===== Entries supplied

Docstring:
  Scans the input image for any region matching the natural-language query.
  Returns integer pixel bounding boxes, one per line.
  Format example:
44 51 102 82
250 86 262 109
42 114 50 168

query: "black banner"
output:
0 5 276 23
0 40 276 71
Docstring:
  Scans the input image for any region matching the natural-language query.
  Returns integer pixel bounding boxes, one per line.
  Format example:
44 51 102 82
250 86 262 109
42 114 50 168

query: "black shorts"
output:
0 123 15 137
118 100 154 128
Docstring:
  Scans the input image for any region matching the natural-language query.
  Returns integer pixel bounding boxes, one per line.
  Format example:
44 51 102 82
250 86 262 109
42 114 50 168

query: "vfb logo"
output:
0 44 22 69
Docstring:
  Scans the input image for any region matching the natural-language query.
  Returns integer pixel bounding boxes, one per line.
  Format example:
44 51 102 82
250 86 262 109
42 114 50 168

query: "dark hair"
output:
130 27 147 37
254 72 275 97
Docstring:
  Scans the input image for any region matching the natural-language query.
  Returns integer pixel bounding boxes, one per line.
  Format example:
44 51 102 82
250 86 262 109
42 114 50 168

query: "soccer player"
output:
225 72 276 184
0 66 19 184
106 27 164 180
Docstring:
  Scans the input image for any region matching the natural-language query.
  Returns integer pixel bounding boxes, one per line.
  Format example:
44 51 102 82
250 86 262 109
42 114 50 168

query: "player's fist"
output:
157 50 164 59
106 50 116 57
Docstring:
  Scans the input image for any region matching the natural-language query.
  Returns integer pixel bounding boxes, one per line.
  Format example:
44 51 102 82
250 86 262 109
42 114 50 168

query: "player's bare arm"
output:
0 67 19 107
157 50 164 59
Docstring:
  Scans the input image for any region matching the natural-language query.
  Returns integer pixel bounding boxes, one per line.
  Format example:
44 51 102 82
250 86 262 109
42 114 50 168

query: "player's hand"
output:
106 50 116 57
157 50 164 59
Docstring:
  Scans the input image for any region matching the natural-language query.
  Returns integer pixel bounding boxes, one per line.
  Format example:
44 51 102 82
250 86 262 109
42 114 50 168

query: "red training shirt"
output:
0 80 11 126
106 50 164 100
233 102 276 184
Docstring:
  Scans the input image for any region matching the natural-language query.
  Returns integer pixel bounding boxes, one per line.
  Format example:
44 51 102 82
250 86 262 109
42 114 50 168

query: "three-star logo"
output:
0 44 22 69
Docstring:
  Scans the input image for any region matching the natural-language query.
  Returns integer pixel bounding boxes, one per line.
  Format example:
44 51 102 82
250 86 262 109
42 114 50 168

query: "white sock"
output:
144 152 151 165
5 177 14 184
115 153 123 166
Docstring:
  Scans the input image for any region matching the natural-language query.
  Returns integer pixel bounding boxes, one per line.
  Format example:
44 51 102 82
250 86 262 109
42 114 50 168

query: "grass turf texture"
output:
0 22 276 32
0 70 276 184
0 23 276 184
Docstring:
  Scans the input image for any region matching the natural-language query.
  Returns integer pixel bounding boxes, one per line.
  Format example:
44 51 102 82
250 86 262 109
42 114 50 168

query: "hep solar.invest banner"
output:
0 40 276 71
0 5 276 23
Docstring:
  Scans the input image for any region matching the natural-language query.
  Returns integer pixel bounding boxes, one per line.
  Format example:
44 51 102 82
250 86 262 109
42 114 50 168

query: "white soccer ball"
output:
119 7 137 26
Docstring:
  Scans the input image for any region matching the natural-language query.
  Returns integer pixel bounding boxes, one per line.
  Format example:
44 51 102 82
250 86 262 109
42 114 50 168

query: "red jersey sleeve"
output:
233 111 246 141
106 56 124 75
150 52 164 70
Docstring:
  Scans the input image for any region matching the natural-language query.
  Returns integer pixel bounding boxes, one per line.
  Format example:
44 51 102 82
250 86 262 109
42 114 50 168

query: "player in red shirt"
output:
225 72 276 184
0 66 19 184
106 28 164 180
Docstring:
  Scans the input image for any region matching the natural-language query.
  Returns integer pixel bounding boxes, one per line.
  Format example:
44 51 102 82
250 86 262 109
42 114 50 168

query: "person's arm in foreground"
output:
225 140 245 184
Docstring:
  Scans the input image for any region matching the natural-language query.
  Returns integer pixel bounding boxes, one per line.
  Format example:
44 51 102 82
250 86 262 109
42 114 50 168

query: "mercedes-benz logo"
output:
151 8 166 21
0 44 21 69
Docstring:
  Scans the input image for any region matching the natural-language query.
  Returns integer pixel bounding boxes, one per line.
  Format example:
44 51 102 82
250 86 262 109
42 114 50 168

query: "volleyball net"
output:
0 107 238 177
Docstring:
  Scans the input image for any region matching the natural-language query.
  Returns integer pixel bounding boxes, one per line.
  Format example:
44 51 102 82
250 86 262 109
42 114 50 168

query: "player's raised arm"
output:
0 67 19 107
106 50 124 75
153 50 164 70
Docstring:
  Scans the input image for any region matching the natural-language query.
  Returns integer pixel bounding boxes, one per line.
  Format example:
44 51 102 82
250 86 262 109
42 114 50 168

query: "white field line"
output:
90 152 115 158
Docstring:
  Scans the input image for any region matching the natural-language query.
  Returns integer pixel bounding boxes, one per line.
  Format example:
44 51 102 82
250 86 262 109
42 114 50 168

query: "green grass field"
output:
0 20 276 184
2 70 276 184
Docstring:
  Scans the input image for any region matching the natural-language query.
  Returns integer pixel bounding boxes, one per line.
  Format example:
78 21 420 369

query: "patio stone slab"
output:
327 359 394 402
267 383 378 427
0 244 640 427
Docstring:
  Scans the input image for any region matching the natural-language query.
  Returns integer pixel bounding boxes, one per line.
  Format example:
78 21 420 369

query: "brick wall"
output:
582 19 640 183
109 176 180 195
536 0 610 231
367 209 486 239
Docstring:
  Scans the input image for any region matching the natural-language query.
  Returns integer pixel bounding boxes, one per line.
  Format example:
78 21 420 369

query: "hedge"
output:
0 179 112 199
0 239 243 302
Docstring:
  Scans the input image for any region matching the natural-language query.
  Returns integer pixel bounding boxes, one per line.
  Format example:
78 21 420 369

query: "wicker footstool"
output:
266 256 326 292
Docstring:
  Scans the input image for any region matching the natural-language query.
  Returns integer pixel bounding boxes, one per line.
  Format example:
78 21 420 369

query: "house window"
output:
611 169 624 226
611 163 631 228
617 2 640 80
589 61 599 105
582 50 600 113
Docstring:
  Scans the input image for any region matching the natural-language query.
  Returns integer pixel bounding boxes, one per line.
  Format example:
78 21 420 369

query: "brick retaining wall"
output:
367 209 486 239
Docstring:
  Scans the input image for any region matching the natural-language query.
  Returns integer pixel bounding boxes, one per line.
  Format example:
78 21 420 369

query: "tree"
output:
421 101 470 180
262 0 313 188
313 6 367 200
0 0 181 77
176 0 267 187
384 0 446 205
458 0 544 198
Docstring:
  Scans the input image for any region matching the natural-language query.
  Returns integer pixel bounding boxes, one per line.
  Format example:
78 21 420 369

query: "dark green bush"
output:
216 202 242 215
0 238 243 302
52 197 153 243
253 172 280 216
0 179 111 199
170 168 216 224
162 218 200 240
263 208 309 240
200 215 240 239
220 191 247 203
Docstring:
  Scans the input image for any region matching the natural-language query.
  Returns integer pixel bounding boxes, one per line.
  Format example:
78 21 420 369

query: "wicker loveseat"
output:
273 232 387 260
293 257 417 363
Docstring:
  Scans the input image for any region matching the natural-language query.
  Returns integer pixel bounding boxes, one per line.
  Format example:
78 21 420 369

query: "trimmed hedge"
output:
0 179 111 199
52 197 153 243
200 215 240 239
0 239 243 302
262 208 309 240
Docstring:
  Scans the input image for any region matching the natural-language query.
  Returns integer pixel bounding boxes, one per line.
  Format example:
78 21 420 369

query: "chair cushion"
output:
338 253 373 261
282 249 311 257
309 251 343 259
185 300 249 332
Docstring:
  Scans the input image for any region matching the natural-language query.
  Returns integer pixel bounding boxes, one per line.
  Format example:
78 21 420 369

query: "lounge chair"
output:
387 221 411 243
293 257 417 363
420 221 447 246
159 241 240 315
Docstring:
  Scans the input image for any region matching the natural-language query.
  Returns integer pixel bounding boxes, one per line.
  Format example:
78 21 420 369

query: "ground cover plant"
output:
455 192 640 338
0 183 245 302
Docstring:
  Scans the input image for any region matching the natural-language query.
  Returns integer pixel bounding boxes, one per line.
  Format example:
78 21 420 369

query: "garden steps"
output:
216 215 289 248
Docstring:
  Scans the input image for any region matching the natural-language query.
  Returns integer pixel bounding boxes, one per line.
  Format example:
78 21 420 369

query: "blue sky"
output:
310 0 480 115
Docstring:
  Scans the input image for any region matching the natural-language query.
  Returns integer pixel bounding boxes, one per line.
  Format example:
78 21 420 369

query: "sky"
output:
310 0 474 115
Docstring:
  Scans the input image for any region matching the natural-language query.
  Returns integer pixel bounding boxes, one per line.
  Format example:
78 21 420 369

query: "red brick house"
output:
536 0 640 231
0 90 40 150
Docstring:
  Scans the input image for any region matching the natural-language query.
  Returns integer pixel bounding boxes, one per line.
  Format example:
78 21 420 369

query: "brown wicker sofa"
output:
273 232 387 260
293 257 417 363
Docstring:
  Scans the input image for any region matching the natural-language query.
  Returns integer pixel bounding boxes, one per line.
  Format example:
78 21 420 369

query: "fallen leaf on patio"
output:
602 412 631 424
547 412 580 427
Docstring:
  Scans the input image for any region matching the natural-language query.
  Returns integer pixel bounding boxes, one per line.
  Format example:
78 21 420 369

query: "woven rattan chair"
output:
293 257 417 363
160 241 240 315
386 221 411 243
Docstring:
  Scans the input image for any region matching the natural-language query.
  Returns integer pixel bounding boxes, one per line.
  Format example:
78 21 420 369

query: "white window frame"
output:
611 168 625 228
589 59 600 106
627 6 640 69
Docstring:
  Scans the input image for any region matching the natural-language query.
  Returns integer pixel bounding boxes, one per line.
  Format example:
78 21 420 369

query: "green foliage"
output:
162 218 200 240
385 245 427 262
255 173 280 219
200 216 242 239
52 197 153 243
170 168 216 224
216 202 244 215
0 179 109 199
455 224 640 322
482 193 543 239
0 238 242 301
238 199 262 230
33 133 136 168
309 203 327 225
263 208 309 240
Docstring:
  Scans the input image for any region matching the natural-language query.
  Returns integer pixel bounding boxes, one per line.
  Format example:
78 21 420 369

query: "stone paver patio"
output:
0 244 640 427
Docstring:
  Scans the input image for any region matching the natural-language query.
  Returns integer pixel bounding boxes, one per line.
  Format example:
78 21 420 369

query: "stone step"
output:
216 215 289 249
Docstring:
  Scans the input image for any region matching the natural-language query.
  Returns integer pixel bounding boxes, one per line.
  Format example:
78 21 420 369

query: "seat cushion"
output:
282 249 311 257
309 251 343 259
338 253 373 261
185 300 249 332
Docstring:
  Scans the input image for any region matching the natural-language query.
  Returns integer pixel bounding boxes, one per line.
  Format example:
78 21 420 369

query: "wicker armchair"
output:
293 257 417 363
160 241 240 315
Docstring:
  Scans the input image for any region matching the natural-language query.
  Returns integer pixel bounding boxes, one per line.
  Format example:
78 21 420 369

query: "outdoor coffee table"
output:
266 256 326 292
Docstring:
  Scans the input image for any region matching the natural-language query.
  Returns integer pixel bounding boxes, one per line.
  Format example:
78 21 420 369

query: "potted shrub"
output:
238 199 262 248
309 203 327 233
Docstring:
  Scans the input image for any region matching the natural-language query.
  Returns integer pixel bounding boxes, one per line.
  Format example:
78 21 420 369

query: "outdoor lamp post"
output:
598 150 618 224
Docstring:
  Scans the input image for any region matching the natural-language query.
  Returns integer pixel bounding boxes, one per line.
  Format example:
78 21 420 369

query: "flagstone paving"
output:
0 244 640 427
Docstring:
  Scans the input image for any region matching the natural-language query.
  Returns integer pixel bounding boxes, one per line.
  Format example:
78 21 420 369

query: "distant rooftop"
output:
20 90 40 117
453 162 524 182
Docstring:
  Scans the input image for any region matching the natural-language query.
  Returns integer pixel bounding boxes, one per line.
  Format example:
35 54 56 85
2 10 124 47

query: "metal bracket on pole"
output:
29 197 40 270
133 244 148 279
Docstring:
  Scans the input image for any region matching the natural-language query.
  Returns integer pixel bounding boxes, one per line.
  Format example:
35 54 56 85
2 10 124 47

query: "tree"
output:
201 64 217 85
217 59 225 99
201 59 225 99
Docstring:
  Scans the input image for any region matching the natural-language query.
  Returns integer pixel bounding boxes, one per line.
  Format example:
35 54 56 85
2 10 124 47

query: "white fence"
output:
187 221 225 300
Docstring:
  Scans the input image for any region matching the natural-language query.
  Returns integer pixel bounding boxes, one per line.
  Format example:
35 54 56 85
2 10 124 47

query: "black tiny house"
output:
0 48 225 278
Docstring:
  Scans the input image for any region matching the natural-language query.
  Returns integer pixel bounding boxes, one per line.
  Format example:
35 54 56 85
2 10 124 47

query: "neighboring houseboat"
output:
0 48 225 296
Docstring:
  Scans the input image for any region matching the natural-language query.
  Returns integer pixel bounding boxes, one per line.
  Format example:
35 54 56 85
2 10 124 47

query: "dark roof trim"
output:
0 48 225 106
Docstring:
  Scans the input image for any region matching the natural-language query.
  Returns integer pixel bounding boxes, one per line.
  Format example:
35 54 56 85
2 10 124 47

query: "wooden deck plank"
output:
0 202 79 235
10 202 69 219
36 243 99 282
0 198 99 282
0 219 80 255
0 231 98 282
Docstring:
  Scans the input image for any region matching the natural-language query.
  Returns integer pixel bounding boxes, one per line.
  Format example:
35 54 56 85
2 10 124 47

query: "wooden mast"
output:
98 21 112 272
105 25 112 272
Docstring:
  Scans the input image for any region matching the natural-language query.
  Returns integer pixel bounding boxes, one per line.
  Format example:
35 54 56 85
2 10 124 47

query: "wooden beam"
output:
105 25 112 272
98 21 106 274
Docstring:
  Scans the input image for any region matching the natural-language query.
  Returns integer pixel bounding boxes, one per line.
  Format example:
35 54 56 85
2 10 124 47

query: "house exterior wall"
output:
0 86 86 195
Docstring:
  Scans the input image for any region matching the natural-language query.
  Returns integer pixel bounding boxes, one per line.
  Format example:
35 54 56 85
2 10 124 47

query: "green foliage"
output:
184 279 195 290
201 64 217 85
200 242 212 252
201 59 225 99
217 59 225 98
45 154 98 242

==========

Required work. Count the lines in the rows above that contain the string "green", treating uppercase and lowercase as different. Give only the number.

In response. 4